## What is expected
Print the listing below verbatim from the line with "the window, locate" to the line with "the grass, locate", including both of those lines.

## Data extract
◇ ◇ ◇ ◇ ◇ ◇ ◇

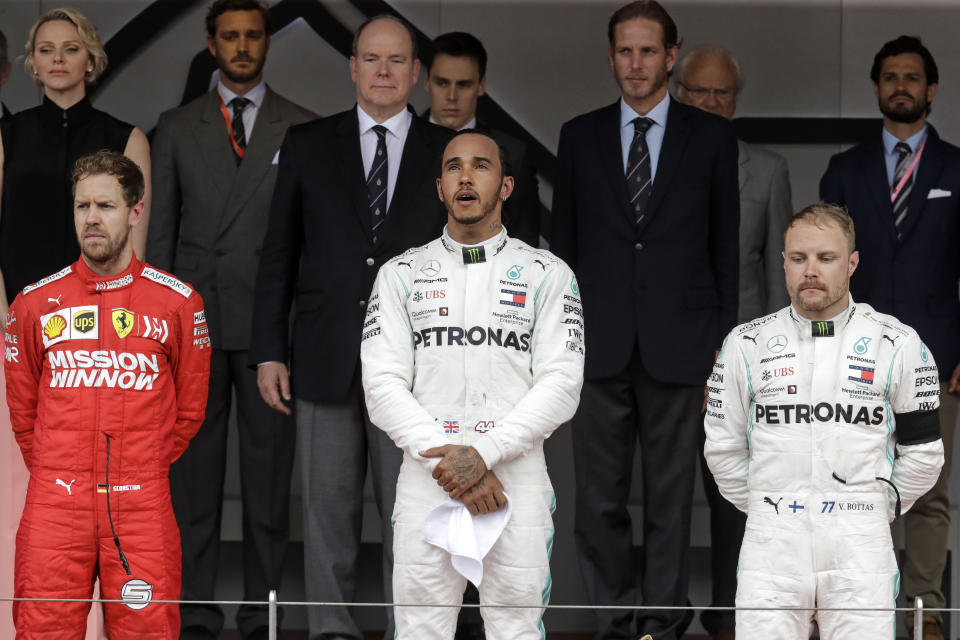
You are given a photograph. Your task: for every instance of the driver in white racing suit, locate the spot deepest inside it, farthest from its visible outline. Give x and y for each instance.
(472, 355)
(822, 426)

◇ ◇ ◇ ◇ ◇ ◇ ◇

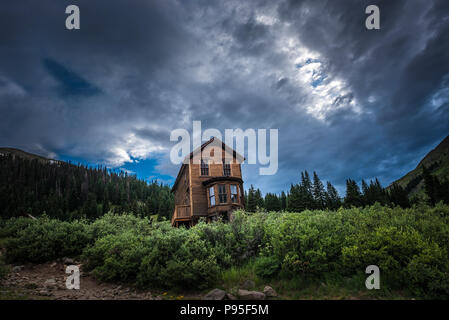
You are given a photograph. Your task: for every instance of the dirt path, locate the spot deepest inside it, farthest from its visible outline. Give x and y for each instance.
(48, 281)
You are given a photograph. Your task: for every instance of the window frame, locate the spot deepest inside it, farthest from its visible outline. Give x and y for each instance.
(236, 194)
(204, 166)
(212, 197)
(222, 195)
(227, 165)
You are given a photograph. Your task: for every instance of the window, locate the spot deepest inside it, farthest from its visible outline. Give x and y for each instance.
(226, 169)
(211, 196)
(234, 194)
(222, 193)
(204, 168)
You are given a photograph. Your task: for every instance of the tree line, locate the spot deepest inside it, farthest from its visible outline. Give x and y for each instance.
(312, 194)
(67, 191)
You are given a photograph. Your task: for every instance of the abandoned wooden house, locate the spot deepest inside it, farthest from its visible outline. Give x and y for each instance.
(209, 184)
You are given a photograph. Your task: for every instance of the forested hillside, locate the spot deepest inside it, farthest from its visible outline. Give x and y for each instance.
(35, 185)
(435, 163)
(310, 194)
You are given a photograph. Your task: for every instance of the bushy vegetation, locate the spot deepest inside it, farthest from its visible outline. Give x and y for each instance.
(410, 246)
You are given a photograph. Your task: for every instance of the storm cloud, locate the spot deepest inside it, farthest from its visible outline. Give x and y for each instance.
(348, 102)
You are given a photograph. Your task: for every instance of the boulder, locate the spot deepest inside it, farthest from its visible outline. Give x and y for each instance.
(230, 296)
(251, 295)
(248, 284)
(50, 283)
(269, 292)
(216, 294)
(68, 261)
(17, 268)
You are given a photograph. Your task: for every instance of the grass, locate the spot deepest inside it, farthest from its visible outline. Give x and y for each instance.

◇ ◇ ◇ ◇ ◇ ◇ ◇

## Answer to the problem
You are given a photograph. Your task: for every instance of the window, locate the spot deepest inside it, farthest from its visible outline. Give x and y for each instance.
(226, 169)
(211, 196)
(234, 194)
(222, 193)
(204, 168)
You are given a photograph. Your task: for every instance of the tree line, locate the spot deepest inside it, farthest from its visible outline. Give x and y for each instance.
(312, 194)
(67, 191)
You are given a photograph. Your task: for every instance of the abandoned wooden house, locate the spot deepest inside it, farthest from its visible outline. Give x and y for each instance.
(209, 184)
You are given a photograph. Your task: for every instance of the forested hillside, locate the spot deepest inside it, farthest from its visible outline. Give x and y for each instance.
(35, 185)
(435, 163)
(310, 194)
You are given a photograph. Your task: for every instance of the bushy vegetation, locate the spot deepest inside it, farthest from its visible outline. Give x and y for each instance.
(410, 246)
You are given a photograph. Your task: for every instance of the storm cloud, locate the spot deepest inside it, farthest from its visible outline. Give x and y for each instance.
(348, 102)
You are given a photograph. Your task: for every instance of the boulder, locate the spot deepest inside it, farthest from its visible outline. Give x and y for each instance.
(230, 296)
(251, 295)
(248, 284)
(50, 283)
(269, 292)
(216, 294)
(68, 261)
(17, 268)
You are given a photograph. Your task: for every instance of the grass, locate the spot deepest inside it, farthest from its visible outline. Give x and y for each instance.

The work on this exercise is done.